Compétence juridictionnelle en matière de rupture brutale de relations commerciales établies : les enseignements de 2017

Plus de quinze années n’auront pas suffi pour épuiser toutes les questions que suscite l’application de l’article L. 442-6 I. 5° du Code de commerce.

Ce texte qui, depuis 2001, permet à une entreprise d’engager la responsabilité civile de son partenaire commercial lorsque celui-ci rompt « brutalement, même partiellement, une relation commerciale établie, sans préavis écrit tenant compte de la durée de la relation commerciale et respectant la durée minimale de préavis déterminée en référence aux usages du commerce, par des accords interprofessionnels » est l’un des plus utilisés par les plaideurs.

La jurisprudence rendue en la matière en 2017 est l’occasion de revenir sur les règles qui permettent de déterminer quelle juridiction saisir en première instance et en cause d’appel.

L’article D. 442-3 du Code de commerce attribue compétence à huit juridictions spécialisées1.

Il précise qu’une seule Cour d’appel est compétente pour connaître des décisions rendues par ces juridictions spécialisées : celle de Paris.

De là, les praticiens, confrontés à la diversité des clauses contractuelles de résolution des litiges, ont été amenés à s’interroger sur les points suivants :

1. Peut-on déroger à l’article D. 442-3 du Code de commerce en attribuant contractuellement compétence à d’autres juridictions que celles désignées par le Code de commerce ?

La solution, établie dans l’ordre international2, restait à préciser dans l’ordre interne.

Après avoir rappelé que la seule applicabilité de l’article L. 442-6 précité n’exclut pas la possibilité de recourir à l’arbitrage, la Cour de cassation retient à l’inverse, aux termes d’un attendu de principe, que les dispositions de l’article D. 442-3 précité « ne peuvent être mises en échec par une clause attributive de juridiction » (Com. 1er mars 2017, n°15-22.675).

En l’espèce, une clause attribuait juridiction au tribunal de commerce de Créteil, alors que le tribunal de commerce de Paris est la juridiction spécialisée désignée pour les litiges du ressort de la cour d’appel de Paris, auquel le tribunal de commerce de Créteil appartient aussi.

Ainsi, il n’est pas possible de déroger à l’article D. 442-3 susvisé en désignant une juridiction qui ne figure pas sur la liste limitative fixée par le pouvoir réglementaire.

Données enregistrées
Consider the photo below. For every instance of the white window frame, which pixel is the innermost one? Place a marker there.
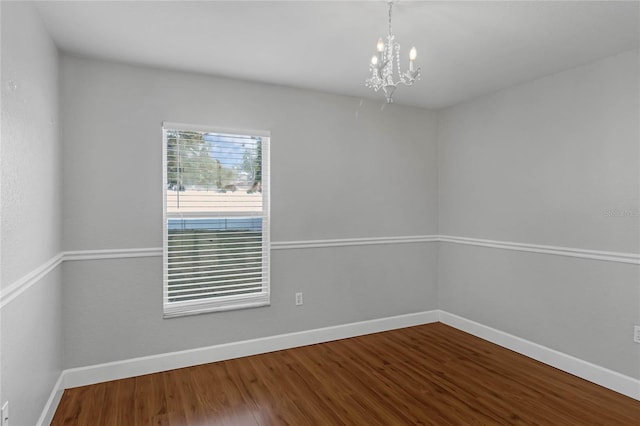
(219, 303)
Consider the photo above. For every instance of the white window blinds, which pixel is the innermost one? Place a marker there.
(216, 220)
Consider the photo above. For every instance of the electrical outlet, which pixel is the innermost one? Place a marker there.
(5, 414)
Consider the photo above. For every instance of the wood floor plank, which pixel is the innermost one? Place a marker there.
(425, 375)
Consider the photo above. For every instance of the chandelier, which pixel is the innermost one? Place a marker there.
(382, 69)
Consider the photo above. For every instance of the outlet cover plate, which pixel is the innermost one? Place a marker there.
(4, 419)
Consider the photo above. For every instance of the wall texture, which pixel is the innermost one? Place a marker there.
(31, 336)
(552, 162)
(340, 168)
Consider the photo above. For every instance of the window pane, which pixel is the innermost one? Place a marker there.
(216, 221)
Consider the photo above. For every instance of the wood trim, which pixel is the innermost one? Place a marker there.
(112, 254)
(610, 256)
(18, 287)
(151, 364)
(343, 242)
(81, 376)
(23, 284)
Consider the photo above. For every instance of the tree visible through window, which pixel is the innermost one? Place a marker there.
(216, 243)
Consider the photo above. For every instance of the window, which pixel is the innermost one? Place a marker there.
(216, 219)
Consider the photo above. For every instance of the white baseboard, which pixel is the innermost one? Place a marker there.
(594, 373)
(52, 403)
(83, 376)
(152, 364)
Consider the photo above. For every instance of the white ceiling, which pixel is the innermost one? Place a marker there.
(465, 49)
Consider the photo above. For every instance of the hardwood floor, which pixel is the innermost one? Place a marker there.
(425, 375)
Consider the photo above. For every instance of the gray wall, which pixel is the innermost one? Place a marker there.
(340, 168)
(545, 163)
(31, 336)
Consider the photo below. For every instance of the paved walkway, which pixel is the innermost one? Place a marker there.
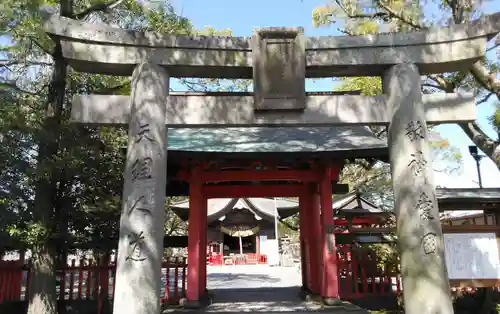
(261, 289)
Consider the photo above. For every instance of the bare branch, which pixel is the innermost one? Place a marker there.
(485, 98)
(99, 7)
(497, 43)
(7, 63)
(483, 141)
(381, 15)
(400, 16)
(432, 86)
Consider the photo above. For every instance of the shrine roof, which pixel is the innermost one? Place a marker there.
(353, 204)
(345, 141)
(262, 207)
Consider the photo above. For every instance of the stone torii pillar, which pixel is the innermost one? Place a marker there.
(420, 239)
(140, 247)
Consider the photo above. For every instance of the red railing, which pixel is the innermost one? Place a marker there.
(87, 280)
(245, 259)
(360, 276)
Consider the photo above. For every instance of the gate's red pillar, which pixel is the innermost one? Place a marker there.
(314, 243)
(203, 247)
(196, 212)
(304, 203)
(329, 283)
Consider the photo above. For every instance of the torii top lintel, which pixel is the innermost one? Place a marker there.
(107, 50)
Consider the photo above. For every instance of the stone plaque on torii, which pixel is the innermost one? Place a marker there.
(278, 60)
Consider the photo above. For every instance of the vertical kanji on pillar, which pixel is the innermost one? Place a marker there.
(425, 280)
(140, 247)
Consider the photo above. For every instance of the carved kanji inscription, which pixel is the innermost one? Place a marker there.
(136, 243)
(418, 163)
(142, 169)
(425, 207)
(143, 133)
(141, 205)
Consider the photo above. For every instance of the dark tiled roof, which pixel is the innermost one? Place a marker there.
(262, 139)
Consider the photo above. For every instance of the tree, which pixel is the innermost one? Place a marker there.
(53, 189)
(57, 193)
(375, 16)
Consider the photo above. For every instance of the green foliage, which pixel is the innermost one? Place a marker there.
(377, 16)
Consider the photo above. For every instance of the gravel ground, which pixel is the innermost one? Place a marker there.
(260, 289)
(252, 276)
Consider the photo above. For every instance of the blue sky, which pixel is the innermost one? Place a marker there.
(243, 16)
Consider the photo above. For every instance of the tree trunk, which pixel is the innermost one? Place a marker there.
(42, 291)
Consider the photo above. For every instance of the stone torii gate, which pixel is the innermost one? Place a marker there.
(278, 60)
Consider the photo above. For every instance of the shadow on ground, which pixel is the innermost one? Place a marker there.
(266, 300)
(226, 280)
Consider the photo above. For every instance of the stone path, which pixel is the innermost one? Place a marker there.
(260, 289)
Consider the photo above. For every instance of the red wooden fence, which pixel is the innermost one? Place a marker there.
(359, 274)
(246, 259)
(87, 280)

Consigne:
Citez sans aucune modification le passage du texte sur la rupture brutale des relations commerciales établies, de « Il précise qu’une » à « dans l’ordre interne. ». Les enregistrements n'ont aucun lien avec le texte.

Réponse attendue:
Il précise qu’une seule Cour d’appel est compétente pour connaître des décisions rendues par ces juridictions spécialisées : celle de Paris.

De là, les praticiens, confrontés à la diversité des clauses contractuelles de résolution des litiges, ont été amenés à s’interroger sur les points suivants :

1. Peut-on déroger à l’article D. 442-3 du Code de commerce en attribuant contractuellement compétence à d’autres juridictions que celles désignées par le Code de commerce ?

La solution, établie dans l’ordre international2, restait à préciser dans l’ordre interne.